Object point labels:
** START **

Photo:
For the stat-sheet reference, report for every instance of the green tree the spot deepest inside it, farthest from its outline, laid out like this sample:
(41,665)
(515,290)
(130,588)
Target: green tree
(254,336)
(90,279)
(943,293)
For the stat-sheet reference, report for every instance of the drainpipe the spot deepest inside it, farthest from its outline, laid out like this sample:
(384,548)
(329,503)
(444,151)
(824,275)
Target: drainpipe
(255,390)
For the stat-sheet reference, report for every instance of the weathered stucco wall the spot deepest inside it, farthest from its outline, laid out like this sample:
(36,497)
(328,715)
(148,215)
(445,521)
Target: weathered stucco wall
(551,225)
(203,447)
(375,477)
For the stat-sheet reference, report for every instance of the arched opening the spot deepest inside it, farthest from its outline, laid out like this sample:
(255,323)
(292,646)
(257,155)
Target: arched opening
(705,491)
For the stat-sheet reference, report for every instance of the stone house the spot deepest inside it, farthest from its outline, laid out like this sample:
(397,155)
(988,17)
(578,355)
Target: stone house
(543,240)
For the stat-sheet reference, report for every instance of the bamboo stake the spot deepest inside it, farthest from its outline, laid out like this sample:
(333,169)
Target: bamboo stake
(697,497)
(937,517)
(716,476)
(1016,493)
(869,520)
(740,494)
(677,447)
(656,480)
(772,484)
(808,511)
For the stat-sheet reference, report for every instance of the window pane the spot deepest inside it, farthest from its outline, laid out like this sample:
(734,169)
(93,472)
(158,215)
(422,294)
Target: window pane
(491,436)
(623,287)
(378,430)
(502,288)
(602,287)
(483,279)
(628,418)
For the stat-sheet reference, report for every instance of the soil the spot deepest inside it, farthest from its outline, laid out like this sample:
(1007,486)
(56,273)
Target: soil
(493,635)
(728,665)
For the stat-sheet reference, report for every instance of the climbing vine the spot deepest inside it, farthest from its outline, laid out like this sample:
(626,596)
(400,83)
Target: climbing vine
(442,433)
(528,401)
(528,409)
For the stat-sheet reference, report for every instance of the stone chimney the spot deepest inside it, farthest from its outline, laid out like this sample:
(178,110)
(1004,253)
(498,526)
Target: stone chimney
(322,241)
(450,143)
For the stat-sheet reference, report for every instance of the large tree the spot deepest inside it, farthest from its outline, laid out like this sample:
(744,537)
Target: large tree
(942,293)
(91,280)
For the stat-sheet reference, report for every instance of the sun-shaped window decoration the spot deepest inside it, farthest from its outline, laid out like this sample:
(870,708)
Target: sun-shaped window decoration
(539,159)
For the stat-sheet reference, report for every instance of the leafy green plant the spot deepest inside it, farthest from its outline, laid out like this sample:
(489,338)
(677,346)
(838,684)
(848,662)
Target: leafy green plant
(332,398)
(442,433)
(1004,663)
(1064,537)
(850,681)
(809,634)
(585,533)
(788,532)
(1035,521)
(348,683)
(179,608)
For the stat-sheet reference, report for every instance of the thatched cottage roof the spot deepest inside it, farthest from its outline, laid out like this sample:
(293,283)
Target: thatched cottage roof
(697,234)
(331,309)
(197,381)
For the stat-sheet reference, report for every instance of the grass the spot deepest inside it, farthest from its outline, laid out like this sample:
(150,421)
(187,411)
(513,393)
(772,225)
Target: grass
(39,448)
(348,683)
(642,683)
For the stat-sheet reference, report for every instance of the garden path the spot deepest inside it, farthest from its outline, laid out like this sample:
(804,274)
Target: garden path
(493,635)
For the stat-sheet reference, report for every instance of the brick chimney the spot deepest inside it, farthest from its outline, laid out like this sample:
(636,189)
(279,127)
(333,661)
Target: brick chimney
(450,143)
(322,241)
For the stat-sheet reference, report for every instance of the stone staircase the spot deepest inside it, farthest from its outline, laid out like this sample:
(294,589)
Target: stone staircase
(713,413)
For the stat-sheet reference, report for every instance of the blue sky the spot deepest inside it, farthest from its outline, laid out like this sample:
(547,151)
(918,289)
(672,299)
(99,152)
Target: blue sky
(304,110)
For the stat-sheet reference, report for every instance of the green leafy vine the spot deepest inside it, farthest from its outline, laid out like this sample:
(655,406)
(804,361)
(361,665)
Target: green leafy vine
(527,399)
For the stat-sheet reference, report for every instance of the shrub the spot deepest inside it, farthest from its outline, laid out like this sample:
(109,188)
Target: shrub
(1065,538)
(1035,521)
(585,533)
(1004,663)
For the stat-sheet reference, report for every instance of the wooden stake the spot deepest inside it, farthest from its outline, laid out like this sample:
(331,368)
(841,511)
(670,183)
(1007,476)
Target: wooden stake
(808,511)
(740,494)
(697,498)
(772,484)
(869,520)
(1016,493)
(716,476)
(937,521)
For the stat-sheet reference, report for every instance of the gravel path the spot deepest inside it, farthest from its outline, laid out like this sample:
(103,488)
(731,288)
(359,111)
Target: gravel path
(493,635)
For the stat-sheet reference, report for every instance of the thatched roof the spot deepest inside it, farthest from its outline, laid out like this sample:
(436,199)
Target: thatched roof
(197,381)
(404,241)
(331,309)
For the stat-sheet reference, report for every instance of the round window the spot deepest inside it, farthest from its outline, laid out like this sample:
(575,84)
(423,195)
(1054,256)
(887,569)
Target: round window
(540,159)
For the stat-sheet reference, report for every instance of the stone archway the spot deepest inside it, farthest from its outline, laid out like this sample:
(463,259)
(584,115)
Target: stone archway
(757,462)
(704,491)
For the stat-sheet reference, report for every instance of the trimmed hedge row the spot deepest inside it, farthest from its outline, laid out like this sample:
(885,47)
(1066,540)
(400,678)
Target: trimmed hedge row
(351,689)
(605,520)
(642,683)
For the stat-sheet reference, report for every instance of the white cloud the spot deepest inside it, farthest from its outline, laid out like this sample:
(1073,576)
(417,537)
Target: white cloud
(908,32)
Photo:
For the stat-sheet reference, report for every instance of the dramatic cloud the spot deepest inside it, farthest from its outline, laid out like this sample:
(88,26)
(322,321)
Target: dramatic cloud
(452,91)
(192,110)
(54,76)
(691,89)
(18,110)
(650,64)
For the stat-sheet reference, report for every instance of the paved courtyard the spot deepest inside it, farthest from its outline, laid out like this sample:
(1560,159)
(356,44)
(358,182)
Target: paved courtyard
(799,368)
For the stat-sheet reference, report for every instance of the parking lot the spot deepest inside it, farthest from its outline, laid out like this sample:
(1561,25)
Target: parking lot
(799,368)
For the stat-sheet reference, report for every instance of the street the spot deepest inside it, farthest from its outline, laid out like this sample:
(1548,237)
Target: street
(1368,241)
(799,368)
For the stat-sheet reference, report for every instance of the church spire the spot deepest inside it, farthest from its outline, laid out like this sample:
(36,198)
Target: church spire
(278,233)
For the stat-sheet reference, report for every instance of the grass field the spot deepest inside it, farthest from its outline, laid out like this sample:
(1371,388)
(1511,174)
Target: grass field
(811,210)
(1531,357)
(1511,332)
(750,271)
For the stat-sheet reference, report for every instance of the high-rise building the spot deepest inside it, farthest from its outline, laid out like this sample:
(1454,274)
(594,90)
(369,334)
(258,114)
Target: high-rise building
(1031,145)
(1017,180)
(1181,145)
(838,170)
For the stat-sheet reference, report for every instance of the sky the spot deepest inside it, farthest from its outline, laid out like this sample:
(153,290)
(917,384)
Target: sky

** END **

=== WRITTEN PROBLEM ===
Type out the full listing again, exactly as given.

=== RESULT BELOW ===
Photo:
For the stat-sheet reference, report for every instance of the green tree the spot deepest inside it, farthest from its outline, laid out like this sample:
(41,665)
(515,290)
(130,588)
Target: green tree
(254,336)
(90,279)
(943,293)
For the stat-sheet reference, report for every instance of the drainpipe the spot deepest inside it, farthest from its outline, laid out like this sample:
(384,548)
(329,503)
(444,151)
(824,275)
Target: drainpipe
(255,390)
For the stat-sheet reference, report for every instance of the weathered stucco wall the spot deepest inside it, farthest from its outline, laid out like this sample:
(36,497)
(328,715)
(148,215)
(445,521)
Target: weathered stucco wall
(551,225)
(203,447)
(375,477)
For the stat-sheet reference, report for every instance of the arched opening the spot deepest inside it, farthest from its outline, laid out like this sample:
(255,323)
(292,646)
(257,155)
Target: arched opening
(705,491)
For the stat-sheet reference, report for every instance of the stone house the spot deepest inside it, farthest from its outline, laid out like this sample:
(397,155)
(988,17)
(578,355)
Target: stone house
(543,240)
For the stat-sheet reference, report for every instance of the bamboo stake the spot deepest inside it, farthest from its outline, laid out like this sample:
(333,169)
Target: bamboo stake
(697,497)
(937,517)
(716,476)
(1016,493)
(869,520)
(740,494)
(677,447)
(656,480)
(772,484)
(808,511)
For the stat-sheet reference, report for every instance of the window pane the spot deepest inside it, farthest from its outline, laid out like this sample:
(734,169)
(93,472)
(158,215)
(422,294)
Target: window pane
(491,436)
(623,287)
(378,430)
(502,288)
(602,287)
(483,279)
(628,418)
For the stat-sheet reference, report for every instance of the soil the spot deepest inside it, farthest from its outline, laid out like this sample:
(1007,486)
(56,273)
Target: soil
(493,635)
(728,665)
For the stat-sheet reference, report for every instance of the climbing vine the spot deepest inside it, farthest from its outline, laid out like this sample:
(626,596)
(400,83)
Target: climbing vine
(442,433)
(528,401)
(528,409)
For the stat-sheet reference, report for every instance of the stone chimney the spot deepest inside it, farthest from its outline, laid out like this sample:
(178,110)
(1004,253)
(498,526)
Target: stone chimney
(322,241)
(450,143)
For the stat-sheet reference, report for every instance of the large tree the spot deepest inside it, farthest from its outline, laid out like this sample:
(744,537)
Target: large tree
(942,293)
(91,280)
For the stat-sheet reference, report for every instance of the sun-shaped window decoration the spot deepest inside it, farthest from its outline, laid out like this sample:
(870,708)
Target: sun-shaped window decoration
(539,159)
For the stat-sheet reference, report for every instance of the leafy green plant the spot deepest inside it, farthest from its outline, laid out like this sample:
(489,338)
(677,346)
(838,684)
(848,662)
Target: leafy green plant
(332,398)
(442,433)
(1004,663)
(1064,537)
(850,681)
(809,634)
(585,533)
(788,532)
(1035,521)
(348,683)
(179,608)
For the stat-sheet reference, report for every instance of the thatched cottage roof the spot deepest inside it, farthest from its outline, laid out like this sample:
(293,283)
Target: thatched cottage roof
(697,234)
(331,309)
(197,381)
For the stat-sheet reference, report for every instance of the grass the spot deepest inside it, farthest from its outline, laid out like this sample:
(150,421)
(187,411)
(513,393)
(772,225)
Target: grass
(39,448)
(348,683)
(642,683)
For the stat-sheet reference, report for every instance of the garden path the spot deepest inside it, farthest from its outline, laid out like this sample:
(804,274)
Target: garden path
(493,635)
For the stat-sheet reference, report for every instance of the brick chimney the spot deepest inside it, farthest from its outline, laid out like this sample:
(636,189)
(279,127)
(333,661)
Target: brick chimney
(450,143)
(322,241)
For the stat-sheet reference, report for every instance of the stone staircase the spot deepest inside it, farthest from its outline, laid out like this sample:
(294,589)
Target: stone staircase
(713,413)
For the stat-sheet reference, report for every instance of the blue sky the spot deepest inside it, farthest from its outline, laid out like this sample:
(547,151)
(918,289)
(672,299)
(99,152)
Target: blue sky
(304,110)
For the stat-sheet reference, report for every instance of the green leafy vine the spot deepest inside it, farthest from its outline, laid out like this sample:
(655,406)
(804,361)
(361,665)
Target: green leafy vine
(527,399)
For the stat-sheet reference, report for every instance of the shrub the spot deepest inside it, farthest from its outline, laid out like this sample:
(109,188)
Target: shrub
(1065,538)
(1035,521)
(585,533)
(1004,663)
For the stat-sheet reference, report for every instance of the wooden stake the spot deepest inside it, farthest from its outline, laid out like this sample:
(331,368)
(841,511)
(670,183)
(1007,476)
Target: wooden stake
(808,511)
(740,494)
(697,498)
(772,484)
(869,520)
(1016,493)
(716,476)
(937,521)
For the stat-sheet reference, report for every instance of the gravel path the spot deepest inside it, farthest from its outline, laid out like this sample:
(103,488)
(731,288)
(359,111)
Target: gravel path
(493,635)
For the stat-sheet reference, report for every instance of the thatched roof the spot deepest inside it, farthest from its outline, laid out like this sample:
(436,199)
Target: thatched roof
(197,381)
(404,241)
(331,309)
For the stat-sheet reference, report for every instance of the round window the spot deepest inside it, farthest from its outline, laid out like this sample:
(575,84)
(423,195)
(1054,256)
(887,569)
Target: round window
(540,159)
For the stat-sheet reference, report for every instance of the stone archway the spot deepest inside it, farthest from its outline, laid out like this sample:
(463,259)
(584,115)
Target: stone archway
(757,462)
(704,491)
For the stat-sheet reference, report for every instance of the trimmed hedge row the spot deepest inside it, farthest from its outline, laid out like this sample:
(885,47)
(1066,540)
(400,678)
Target: trimmed hedge row
(351,689)
(605,520)
(642,683)
For the stat-sheet reference, report for every instance of the white cloud the spot deepest inside it, farthest from its outline, laid out like this sample:
(1073,576)
(417,537)
Target: white cloud
(908,32)
Photo:
For the stat-sheet reference, report for every instance of the dramatic cloud the spot deepest inside it, farthest from its outline, laid out like this sample:
(88,26)
(322,321)
Target: dramatic cloud
(452,91)
(192,110)
(54,76)
(691,89)
(18,110)
(650,64)
For the stat-sheet reference, report for every instance of the paved courtyard the spot deepest inside it, farthest from its outline, laid out like this sample:
(1560,159)
(356,44)
(358,182)
Target: paved courtyard
(799,368)
For the stat-sheet reference, report for every instance of the parking lot the spot deepest inside it, farthest from its outline, laid out like this sample:
(1561,25)
Target: parking lot
(799,368)
For the stat-sheet reference, report for every instance of the street the spot deepest inside it, farthest from its outline, laid out like this sample:
(1548,237)
Target: street
(1368,241)
(799,368)
For the stat-sheet reference, report for every instance of the church spire the spot deepest inside it, farthest from its outline, laid out like this sample:
(36,198)
Target: church spire
(278,233)
For the stat-sheet reference, report for every instance of the grass field the spot deepest inside it, farthest from its outline, laid out like this sample:
(1371,388)
(1511,174)
Target: grass field
(811,210)
(1531,357)
(1511,332)
(750,271)
For the stat-sheet reference, report for every instance of the high-rise building the spot deepest inside it, farthest from its outline, laid out like this sample:
(1454,274)
(594,90)
(369,334)
(258,114)
Target: high-rise building
(1031,145)
(1017,180)
(1181,145)
(838,170)
For the stat-sheet reference, report for every instance of the sky the spot deepest inside it, farthest from its outline, laid out like this sample:
(153,290)
(917,384)
Target: sky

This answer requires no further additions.